YOUR GOAL:
Will you return verbatim the lines of the items below, starting at the line containing "One marker belongs on each instance of the short" and ending at the line containing "[(234, 219), (219, 254)]", with both of those lines included?

WORKING DATA:
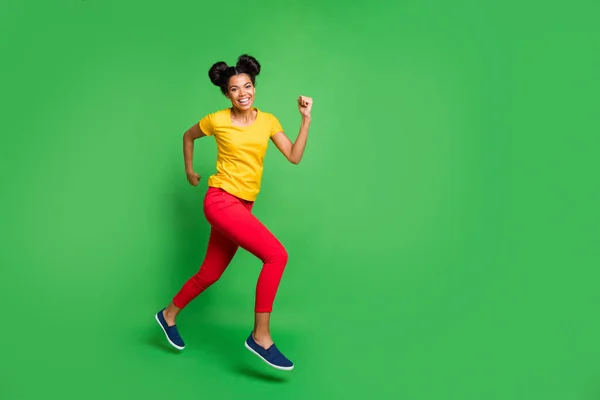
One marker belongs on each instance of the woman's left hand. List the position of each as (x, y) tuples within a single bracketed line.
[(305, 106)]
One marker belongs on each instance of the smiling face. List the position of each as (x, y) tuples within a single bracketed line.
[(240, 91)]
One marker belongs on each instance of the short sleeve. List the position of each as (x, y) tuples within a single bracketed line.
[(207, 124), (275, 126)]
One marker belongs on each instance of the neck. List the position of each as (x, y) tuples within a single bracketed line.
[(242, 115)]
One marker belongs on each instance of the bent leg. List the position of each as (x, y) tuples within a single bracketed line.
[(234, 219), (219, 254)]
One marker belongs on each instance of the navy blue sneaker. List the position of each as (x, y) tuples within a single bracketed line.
==
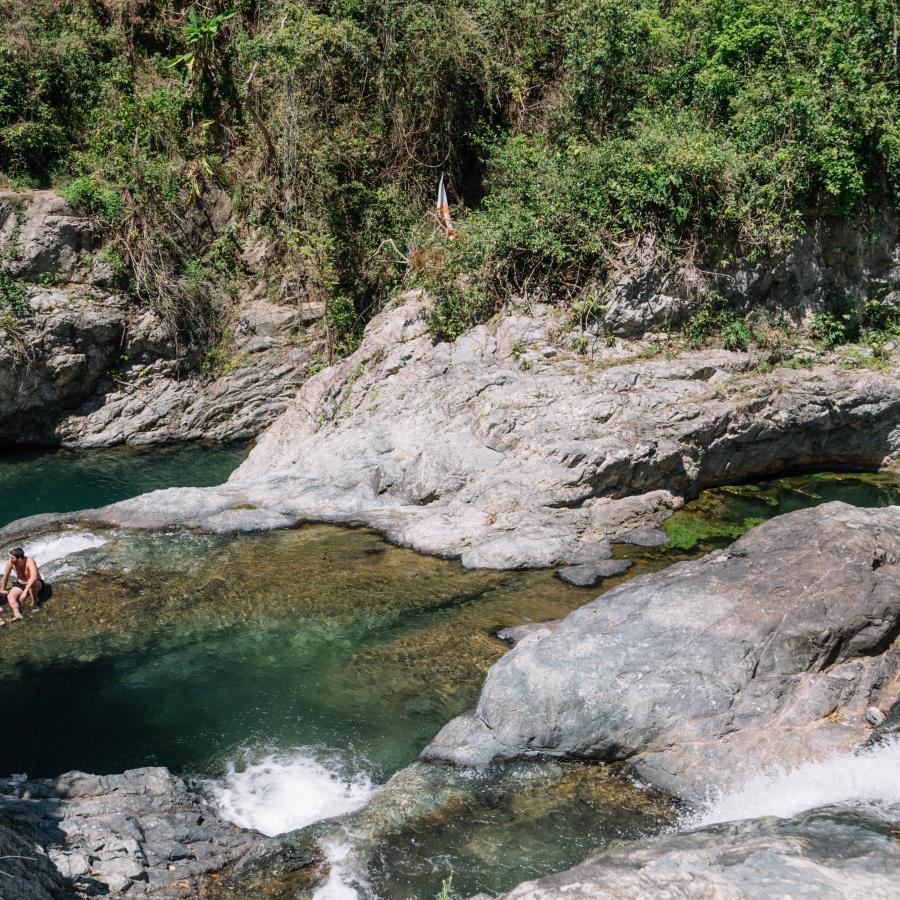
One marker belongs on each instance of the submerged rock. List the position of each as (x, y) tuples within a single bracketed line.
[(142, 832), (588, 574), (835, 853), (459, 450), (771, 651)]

OUTPUT FOR THIS TASK:
One marker belongs on each instance of the short sleeve. List the position of each as (x, y) tuples within a single bracketed line.
[(207, 124), (275, 126)]
One marker belongs on each instance of the neck. List the position of each as (x, y) tuples within a single bracketed line.
[(242, 115)]
One marker belongs on each instance of the bent leg. List the position of each as (x, y) tuples within a single bracketed line.
[(234, 219), (219, 254)]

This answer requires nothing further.